Texto extraído:
════════════════

En el transcurso de la historia humana, la estupidez siempre apareció en dosis abundantes y mortales y en formas tan variadas como el orgullo, la vanidad, la credulidad, el temor, el prejuicio o, simplemente, la estulticia propia de los necios. Su marca siempre fue la sosería y la inteligencia menguada.
Muchos tienen miedo de hablar sobre la estupidez por temor a ser asociados a ella o porque no la tomamos en serio o porque, aunque no lo queramos reconocer, nos da miedo ser estúpidos o ser encasillados como tales. La estupidez es innata a los seres humanos. Todos somos, a nuestra manera, algo estúpidos. La tontería, la imbecilidad, la incapacidad, la torpeza, la vacuidad, la estrechez de miras, la fatuidad, la idiotez, la locura, el desvarío están presentes a diario en nuestras decisiones. Así de peligrosa es la tiesura.
Por eso es preciso aclarar algunos temas de fondo desde el principio. Primero, algunos nacen estúpidos y contra ello no se puede hacer mucho. Y me refiero a la incapacidad de ubicuidad, de comprensión de contextos sociales y hasta, incluso, de una incapacidad mental para la construcción positiva de una sociedad desde las acciones básicas y cotidianas. De ser un ciudadano que apoye y construya cohesión social se opta por ser de manera decidida una persona que destruye todo a su alrededor. Ojo, tampoco estoy hablando de una falta de escolaridad o de educación o de una lamentable falla genética. Estoy hablando de un individuo que simple y llanamente es estúpido en todo sentido.

════════════════

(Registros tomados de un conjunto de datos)

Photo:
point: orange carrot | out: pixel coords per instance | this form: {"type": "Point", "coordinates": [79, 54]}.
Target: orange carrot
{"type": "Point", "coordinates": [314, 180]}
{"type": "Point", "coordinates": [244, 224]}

════════════════

Tareas a realizar:
1. Enumera todas las formas de la estupidez que el texto sobre la estupidez menciona tras las palabras "en formas tan variadas como".
2. Responde según el texto sobre la estupidez:
(a) ¿Cuál fue siempre la marca de la estupidez?
(b) ¿Qué se puede hacer contra el hecho de que algunos nazcan estúpidos?
(c) ¿De qué tres cosas aclara el autor que no está hablando?

Respuestas:
1. el orgullo, la vanidad, la credulidad, el temor, el prejuicio, la estulticia propia de los necios

2.
(a) La sosería y la inteligencia menguada.
(b) No se puede hacer mucho.
(c) De una falta de escolaridad, de una falta de educación y de una lamentable falla genética.